Stated problem -> Reproduce the entries below character for character, keeping every line in its original order.

Records excerpted from a collection
^^^^^^^^^^^^^^^^

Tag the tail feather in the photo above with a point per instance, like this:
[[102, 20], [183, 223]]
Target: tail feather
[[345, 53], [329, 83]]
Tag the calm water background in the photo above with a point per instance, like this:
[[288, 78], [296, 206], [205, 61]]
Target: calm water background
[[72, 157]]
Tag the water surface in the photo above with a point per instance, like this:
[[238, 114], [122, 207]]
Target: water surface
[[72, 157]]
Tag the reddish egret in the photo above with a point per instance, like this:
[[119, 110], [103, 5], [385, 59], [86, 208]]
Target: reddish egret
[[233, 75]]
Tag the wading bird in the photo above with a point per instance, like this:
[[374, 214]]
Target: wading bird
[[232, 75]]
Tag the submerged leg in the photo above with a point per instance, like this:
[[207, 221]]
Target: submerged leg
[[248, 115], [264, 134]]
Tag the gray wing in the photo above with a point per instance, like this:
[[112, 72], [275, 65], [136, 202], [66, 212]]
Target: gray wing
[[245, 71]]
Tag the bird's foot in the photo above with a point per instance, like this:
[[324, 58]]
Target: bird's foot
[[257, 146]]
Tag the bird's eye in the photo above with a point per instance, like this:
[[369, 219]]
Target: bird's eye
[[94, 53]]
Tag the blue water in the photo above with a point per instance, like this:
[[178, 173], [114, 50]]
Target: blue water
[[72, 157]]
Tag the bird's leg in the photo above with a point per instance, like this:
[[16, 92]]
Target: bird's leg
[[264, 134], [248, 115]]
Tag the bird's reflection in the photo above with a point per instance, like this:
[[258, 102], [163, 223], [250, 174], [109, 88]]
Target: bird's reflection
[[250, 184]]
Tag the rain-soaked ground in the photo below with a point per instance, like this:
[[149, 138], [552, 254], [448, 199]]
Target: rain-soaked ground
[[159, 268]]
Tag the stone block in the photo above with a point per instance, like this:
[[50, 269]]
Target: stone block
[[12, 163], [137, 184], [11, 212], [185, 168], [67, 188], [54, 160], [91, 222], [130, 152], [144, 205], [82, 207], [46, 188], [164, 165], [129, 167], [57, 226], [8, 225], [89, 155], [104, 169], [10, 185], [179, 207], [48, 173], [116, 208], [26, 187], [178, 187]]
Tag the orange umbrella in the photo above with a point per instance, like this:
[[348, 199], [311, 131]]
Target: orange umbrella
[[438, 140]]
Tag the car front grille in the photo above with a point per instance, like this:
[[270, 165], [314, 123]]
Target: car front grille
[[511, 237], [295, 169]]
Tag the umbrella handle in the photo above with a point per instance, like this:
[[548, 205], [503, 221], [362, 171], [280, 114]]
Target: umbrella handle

^^^^^^^^^^^^^^^^

Task output ->
Tag the tail feather in the photo above with a point per instance, like this:
[[102, 20], [183, 223]]
Target: tail feather
[[345, 53], [329, 83]]
Tag the calm water background in the photo above with a point per instance, like this:
[[288, 78], [296, 206], [205, 61]]
Target: calm water background
[[72, 157]]
Tag the water surface in the photo above with a point per instance, like this:
[[238, 114], [122, 207]]
Target: water surface
[[72, 157]]
Tag the reddish egret in the photo above with a point per instance, like this:
[[119, 110], [103, 5], [385, 59], [86, 208]]
Target: reddish egret
[[233, 75]]
Tag the wading bird in the photo above with a point per instance, like this:
[[374, 214]]
Target: wading bird
[[232, 75]]
Tag the submerged leg in the photo above with a point per instance, like this:
[[207, 221]]
Target: submerged leg
[[248, 115], [264, 134]]
Tag the gray wing in the photo above with a point per instance, like this:
[[112, 72], [275, 65], [136, 202], [66, 212]]
Target: gray wing
[[245, 71]]
Tag the bird's foot in the photo above with a point per instance, like this:
[[324, 58]]
Target: bird's foot
[[257, 146]]
Tag the bird's eye in the photo above with a point per instance, like this:
[[369, 219]]
Target: bird's eye
[[94, 53]]
Tag the blue water in the photo above with a point per instance, like this:
[[178, 173], [114, 50]]
Target: blue water
[[72, 157]]
Tag the bird's leg in the photo above with a point per instance, like this:
[[16, 92]]
Target: bird's leg
[[264, 134], [248, 115]]
Tag the bird's reflection in the photo above with a point per instance, like this:
[[258, 102], [163, 223], [250, 174], [109, 88]]
Target: bird's reflection
[[250, 184]]
Tag the rain-soaked ground in the photo below with a point per instance, like this:
[[149, 138], [552, 254], [448, 199]]
Target: rain-soaked ground
[[159, 268]]
Tag the stone block in the photo above with a point per instance, like this:
[[50, 269]]
Target: stone block
[[12, 163], [137, 184], [11, 212], [185, 168], [67, 188], [54, 160], [91, 222], [130, 152], [144, 205], [82, 207], [46, 188], [164, 165], [129, 167], [57, 226], [8, 225], [89, 155], [104, 169], [10, 185], [179, 207], [48, 173], [116, 208], [26, 187], [178, 187]]
Tag the orange umbrella in the photo above with a point per instance, like this:
[[348, 199], [311, 131]]
Target: orange umbrella
[[438, 140]]
Tag the car front grille in the photo above with a point per instance, like this:
[[270, 165], [314, 123]]
Target: car front grille
[[511, 237], [295, 169]]
Tag the umbrella handle in the photo above with a point per instance, like this:
[[548, 205], [503, 221], [362, 171], [280, 114]]
Target: umbrella handle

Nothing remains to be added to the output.